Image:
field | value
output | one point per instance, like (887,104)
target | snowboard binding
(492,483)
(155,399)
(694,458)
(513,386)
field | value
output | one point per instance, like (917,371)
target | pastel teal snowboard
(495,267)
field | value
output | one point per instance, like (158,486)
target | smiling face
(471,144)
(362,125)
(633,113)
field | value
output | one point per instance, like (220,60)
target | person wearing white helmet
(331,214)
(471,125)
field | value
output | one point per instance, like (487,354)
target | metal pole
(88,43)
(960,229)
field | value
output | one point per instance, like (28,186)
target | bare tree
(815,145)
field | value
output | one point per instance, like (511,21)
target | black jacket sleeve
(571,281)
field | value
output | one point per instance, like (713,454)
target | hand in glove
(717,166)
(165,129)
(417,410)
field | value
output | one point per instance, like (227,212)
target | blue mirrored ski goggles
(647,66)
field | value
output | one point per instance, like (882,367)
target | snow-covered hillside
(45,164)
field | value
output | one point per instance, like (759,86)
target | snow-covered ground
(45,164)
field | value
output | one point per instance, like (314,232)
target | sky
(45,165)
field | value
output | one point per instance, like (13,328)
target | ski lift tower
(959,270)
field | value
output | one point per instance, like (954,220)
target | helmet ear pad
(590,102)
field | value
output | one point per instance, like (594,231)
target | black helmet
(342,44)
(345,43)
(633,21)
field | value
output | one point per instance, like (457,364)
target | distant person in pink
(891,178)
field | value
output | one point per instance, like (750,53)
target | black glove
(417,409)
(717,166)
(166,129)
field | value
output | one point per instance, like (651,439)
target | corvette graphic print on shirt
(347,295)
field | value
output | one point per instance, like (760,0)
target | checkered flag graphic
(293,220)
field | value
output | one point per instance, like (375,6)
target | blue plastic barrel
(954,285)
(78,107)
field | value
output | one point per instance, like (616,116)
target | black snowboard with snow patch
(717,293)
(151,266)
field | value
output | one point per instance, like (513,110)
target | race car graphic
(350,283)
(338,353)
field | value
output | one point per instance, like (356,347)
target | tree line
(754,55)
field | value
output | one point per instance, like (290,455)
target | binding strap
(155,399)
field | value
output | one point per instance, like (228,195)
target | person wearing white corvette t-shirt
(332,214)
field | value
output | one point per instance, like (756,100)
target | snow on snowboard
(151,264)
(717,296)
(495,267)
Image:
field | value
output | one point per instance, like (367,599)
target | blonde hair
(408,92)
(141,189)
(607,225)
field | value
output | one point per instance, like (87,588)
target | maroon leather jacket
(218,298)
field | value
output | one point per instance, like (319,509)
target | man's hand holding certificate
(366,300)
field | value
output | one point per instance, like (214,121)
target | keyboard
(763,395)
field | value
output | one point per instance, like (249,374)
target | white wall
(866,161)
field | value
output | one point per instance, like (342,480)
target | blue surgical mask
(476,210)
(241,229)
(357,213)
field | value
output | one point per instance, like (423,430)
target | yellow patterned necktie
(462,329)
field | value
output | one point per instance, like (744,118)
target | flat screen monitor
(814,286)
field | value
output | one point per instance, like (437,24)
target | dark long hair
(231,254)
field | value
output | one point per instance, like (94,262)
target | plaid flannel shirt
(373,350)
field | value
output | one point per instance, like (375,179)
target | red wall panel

# # # #

▸ **THE REQUEST**
Could you quote the material above in full, exactly as it stands?

▸ **ANSWER FOR THE TASK**
Image:
field | value
output | one point per instance, like (887,104)
target | snowboard binding
(492,483)
(155,399)
(694,458)
(513,386)
field | value
output | one point per instance, like (917,371)
target | pastel teal snowboard
(495,267)
field | value
output | one point per instance, like (158,486)
target | smiling face
(471,144)
(362,125)
(633,113)
field | value
output | one point per instance, like (220,60)
target | person wearing white helmet
(331,214)
(471,125)
field | value
output | one point per instance, like (487,354)
target | metal pole
(88,43)
(960,229)
field | value
output | one point per instance, like (28,186)
target | bare tree
(815,145)
field | value
output | one point per instance, like (511,21)
target | black jacket sleeve
(571,281)
field | value
output | one point per instance, like (713,454)
target | hand in glove
(717,166)
(165,129)
(417,410)
field | value
output | one point per instance, like (227,212)
target | blue mirrored ski goggles
(647,66)
field | value
output | one point per instance, like (882,367)
target | snow-covered hillside
(45,164)
field | value
output | one point per instance, like (759,86)
target | snow-covered ground
(45,164)
field | value
output | one point per instance, like (314,232)
target | sky
(45,165)
field | value
output | one point per instance, like (13,328)
target | ski lift tower
(959,270)
field | value
output | one point per instance, like (954,220)
target | helmet ear pad
(590,102)
field | value
output | one point per instance, like (594,231)
target | black helmet
(342,44)
(345,43)
(633,21)
field | value
output | one point per instance, like (457,364)
target | distant person in pink
(891,178)
field | value
output | one point per instance, like (750,53)
target | black glove
(417,409)
(717,166)
(166,129)
field | value
output | one point per instance, like (651,439)
target | corvette graphic print on shirt
(347,295)
field | value
output | one point per instance, like (760,0)
target | checkered flag graphic
(293,220)
field | value
output | one point per instance, like (375,6)
target | blue plastic barrel
(954,285)
(78,107)
field | value
output | one point per instance, like (616,116)
target | black snowboard with snow patch
(717,293)
(151,266)
field | value
output | one point per instance, like (513,110)
target | race car graphic
(350,283)
(338,353)
field | value
output | one point per instance, like (356,347)
target | tree line
(754,55)
field | value
output | one point per instance, like (290,455)
target | binding strap
(155,399)
field | value
output | one point per instance, like (228,195)
target | person wearing white corvette t-shirt
(332,214)
field | value
output | one point per instance, like (756,100)
target | snow on snowboard
(151,264)
(717,296)
(495,267)
Image:
field | value
output | one point per instance, like (367,599)
target | blonde hair
(408,92)
(141,189)
(607,225)
field | value
output | one point per instance, like (87,588)
target | maroon leather jacket
(218,298)
field | value
output | one point per instance, like (319,509)
target | man's hand holding certificate
(366,300)
field | value
output | one point per instance, like (214,121)
target | keyboard
(763,395)
field | value
output | one point per instance, like (249,374)
target | white wall
(866,161)
field | value
output | one point per instance, like (342,480)
target | blue surgical mask
(476,210)
(241,229)
(357,213)
field | value
output | one point per instance, like (423,430)
target | yellow patterned necktie
(462,329)
field | value
output | one point per instance, like (744,118)
target | flat screen monitor
(814,286)
field | value
output | one point per instance, like (437,24)
target | dark long hair
(231,254)
field | value
output | one point per instance, like (94,262)
target | plaid flannel shirt
(373,350)
field | value
output | one point per instance, like (375,179)
target | red wall panel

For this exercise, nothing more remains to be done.